TASK A: Please write out everything in the economic commentary from "Pakistan is also" down to "risk of default.".
TASK B: According to the economic commentary, what does the World Bank anticipate for global economic growth in 2022?

DOCUMENT EXTRACT:

Huzaima Bukhari & Abdul Rauf Shakoori
The global connectivity and interdependence of economies have opened new horizons of growth and development. However, at the same time it has given rise to a phenomenon where economic and political turmoil prevailing in the world can adversely impact countries across the earth. Although COVID-19-related difficulties triggered a new recessionary situation for the world, weakening of the pandemic revived hopes for recovery but there are indicators that the global economy is again heading towards recession. This is due to high inflation, supply chain disruptions, muted growth and stagflation expected to last longer unless timely corrective actions are not taken. The World Bank anticipates a slump in global economic growth in 2022, partly because of the prolonged war between Russia and Ukraine, global inflation, and increasing interest rates. It fears several years of high inflation and low growth that can have destabilizing consequences for low-and-middle-income economies.
Pakistan is also experiencing this unfortunate situation due to increasing global energy cost and high commodity prices coupled with American dollar gaining strength against the rupee. These factors have unfolded multiple challenging situations for our economic managers, adding to our existing macroeconomic imbalances. Continuous depreciating Pak rupee, stagflation, rising bond yields, dwindling foreign exchange reserves, and increased import restrictions have affected the overall economic situation of the country. Corrective actions taken by the present government of Pakistan Democratic Movement (PDN) are proving insufficient avert the risk of default.

THE DATA:

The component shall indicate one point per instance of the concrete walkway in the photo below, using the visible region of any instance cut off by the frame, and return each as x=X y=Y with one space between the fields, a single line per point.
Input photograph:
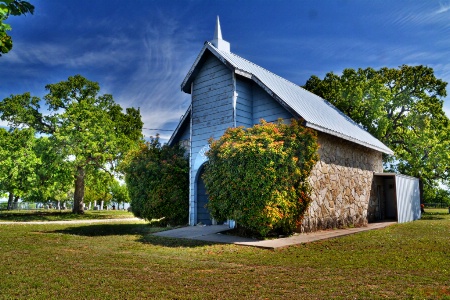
x=213 y=234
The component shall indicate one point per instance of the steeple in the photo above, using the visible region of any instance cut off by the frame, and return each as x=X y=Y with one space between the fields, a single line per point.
x=218 y=42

ANSWER AREA A:
Pakistan is also experiencing this unfortunate situation due to increasing global energy cost and high commodity prices coupled with American dollar gaining strength against the rupee. These factors have unfolded multiple challenging situations for our economic managers, adding to our existing macroeconomic imbalances. Continuous depreciating Pak rupee, stagflation, rising bond yields, dwindling foreign exchange reserves, and increased import restrictions have affected the overall economic situation of the country. Corrective actions taken by the present government of Pakistan Democratic Movement (PDN) are proving insufficient avert the risk of default.

ANSWER AREA B: A slump.